[Excerpts of location labeling data]
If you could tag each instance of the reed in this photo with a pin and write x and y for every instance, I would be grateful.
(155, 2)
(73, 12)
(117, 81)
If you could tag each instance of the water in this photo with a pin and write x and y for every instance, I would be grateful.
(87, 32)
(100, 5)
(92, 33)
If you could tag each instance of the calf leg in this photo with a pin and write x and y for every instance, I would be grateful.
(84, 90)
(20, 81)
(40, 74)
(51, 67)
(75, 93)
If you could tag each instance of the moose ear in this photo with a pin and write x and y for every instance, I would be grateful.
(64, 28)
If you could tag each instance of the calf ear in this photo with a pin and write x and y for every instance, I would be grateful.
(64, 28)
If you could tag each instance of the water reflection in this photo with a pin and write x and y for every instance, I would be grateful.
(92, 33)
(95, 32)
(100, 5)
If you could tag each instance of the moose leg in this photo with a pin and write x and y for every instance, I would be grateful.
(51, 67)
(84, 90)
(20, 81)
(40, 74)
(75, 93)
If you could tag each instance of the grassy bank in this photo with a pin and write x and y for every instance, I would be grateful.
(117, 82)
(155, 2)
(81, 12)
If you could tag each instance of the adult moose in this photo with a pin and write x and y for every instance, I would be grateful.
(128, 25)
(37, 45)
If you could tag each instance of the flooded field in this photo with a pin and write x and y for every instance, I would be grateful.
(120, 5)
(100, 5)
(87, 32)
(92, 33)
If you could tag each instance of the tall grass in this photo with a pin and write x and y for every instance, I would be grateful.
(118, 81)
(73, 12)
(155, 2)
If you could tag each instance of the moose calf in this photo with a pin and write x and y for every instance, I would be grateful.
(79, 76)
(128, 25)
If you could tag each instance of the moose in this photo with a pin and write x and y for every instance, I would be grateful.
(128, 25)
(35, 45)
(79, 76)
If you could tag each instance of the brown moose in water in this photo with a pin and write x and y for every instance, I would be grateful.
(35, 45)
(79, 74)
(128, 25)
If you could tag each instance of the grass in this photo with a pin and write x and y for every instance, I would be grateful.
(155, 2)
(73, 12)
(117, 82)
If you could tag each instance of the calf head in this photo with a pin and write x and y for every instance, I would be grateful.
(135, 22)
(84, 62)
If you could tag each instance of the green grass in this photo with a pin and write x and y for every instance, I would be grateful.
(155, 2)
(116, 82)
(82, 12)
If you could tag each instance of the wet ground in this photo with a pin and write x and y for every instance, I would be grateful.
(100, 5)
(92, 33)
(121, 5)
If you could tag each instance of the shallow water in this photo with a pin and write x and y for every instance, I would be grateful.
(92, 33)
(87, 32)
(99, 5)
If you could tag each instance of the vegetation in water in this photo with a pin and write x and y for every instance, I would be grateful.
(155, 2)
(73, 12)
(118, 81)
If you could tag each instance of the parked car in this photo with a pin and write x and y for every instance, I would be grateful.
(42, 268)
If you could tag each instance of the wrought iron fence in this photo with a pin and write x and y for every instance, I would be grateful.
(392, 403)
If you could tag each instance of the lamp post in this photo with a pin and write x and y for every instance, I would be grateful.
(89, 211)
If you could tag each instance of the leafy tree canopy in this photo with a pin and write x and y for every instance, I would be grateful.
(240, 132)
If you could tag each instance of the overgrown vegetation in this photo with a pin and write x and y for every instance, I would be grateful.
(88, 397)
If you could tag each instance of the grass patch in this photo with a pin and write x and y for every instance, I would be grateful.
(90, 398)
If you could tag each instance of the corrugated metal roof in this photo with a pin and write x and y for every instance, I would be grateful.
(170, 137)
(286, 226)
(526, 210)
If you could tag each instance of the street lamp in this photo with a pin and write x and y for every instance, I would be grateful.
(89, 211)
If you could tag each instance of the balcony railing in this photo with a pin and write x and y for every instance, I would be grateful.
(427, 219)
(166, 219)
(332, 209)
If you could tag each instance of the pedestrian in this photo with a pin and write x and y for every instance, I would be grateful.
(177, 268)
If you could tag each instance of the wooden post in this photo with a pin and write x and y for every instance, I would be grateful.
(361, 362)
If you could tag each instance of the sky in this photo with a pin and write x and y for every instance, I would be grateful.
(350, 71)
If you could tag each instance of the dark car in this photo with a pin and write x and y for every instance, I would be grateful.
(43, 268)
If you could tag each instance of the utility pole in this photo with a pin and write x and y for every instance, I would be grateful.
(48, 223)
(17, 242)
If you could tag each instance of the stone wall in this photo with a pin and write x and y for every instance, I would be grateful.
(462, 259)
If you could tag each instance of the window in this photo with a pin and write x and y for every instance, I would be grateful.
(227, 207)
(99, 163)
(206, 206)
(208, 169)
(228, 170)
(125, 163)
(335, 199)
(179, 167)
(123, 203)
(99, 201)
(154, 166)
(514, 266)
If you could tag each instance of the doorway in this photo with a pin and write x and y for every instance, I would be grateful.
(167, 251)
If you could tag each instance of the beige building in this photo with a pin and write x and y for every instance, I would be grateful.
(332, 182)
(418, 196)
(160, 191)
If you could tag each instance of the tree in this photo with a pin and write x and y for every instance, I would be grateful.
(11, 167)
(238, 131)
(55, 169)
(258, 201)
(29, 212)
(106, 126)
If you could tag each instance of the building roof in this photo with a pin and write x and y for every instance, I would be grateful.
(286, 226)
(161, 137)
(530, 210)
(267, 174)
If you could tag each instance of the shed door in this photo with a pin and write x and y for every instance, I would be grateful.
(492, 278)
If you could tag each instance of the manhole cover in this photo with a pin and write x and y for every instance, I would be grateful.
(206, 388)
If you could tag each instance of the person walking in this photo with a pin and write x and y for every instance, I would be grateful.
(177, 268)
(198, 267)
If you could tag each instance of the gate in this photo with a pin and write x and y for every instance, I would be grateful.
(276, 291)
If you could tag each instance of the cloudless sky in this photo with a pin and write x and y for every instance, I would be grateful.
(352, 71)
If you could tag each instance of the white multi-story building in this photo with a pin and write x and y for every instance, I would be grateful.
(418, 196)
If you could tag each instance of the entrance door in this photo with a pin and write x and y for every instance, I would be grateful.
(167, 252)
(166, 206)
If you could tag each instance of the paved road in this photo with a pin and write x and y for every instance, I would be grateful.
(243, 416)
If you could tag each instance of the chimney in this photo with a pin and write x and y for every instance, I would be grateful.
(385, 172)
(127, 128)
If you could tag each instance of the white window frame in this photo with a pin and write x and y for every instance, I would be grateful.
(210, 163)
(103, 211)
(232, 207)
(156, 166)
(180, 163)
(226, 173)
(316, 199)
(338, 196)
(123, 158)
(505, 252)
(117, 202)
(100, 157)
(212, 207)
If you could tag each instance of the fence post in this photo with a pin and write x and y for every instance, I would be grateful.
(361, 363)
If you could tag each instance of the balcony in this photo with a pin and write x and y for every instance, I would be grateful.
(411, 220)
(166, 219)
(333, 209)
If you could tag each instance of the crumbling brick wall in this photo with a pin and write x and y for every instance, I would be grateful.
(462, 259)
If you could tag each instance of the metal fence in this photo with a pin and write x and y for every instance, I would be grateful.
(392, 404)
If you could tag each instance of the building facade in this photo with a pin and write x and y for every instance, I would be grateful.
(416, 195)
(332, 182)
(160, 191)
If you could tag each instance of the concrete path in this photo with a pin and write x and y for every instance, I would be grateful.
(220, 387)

* _WHAT YOU WILL DO_
Write out every line of the data, from the line containing "If you could tag each instance of the building facade" through the end, keeping all the lines and raising each x and y coordinate by 34.

* _TASK SOLUTION_
If you could tag each instance of the building facade in this photo with a pin and write x and y for every instance, I would be grateful.
(450, 229)
(366, 216)
(194, 225)
If you could tag each instance of the concrete path in this photo with a pin and write x and y for every instance, I would be grateful.
(254, 421)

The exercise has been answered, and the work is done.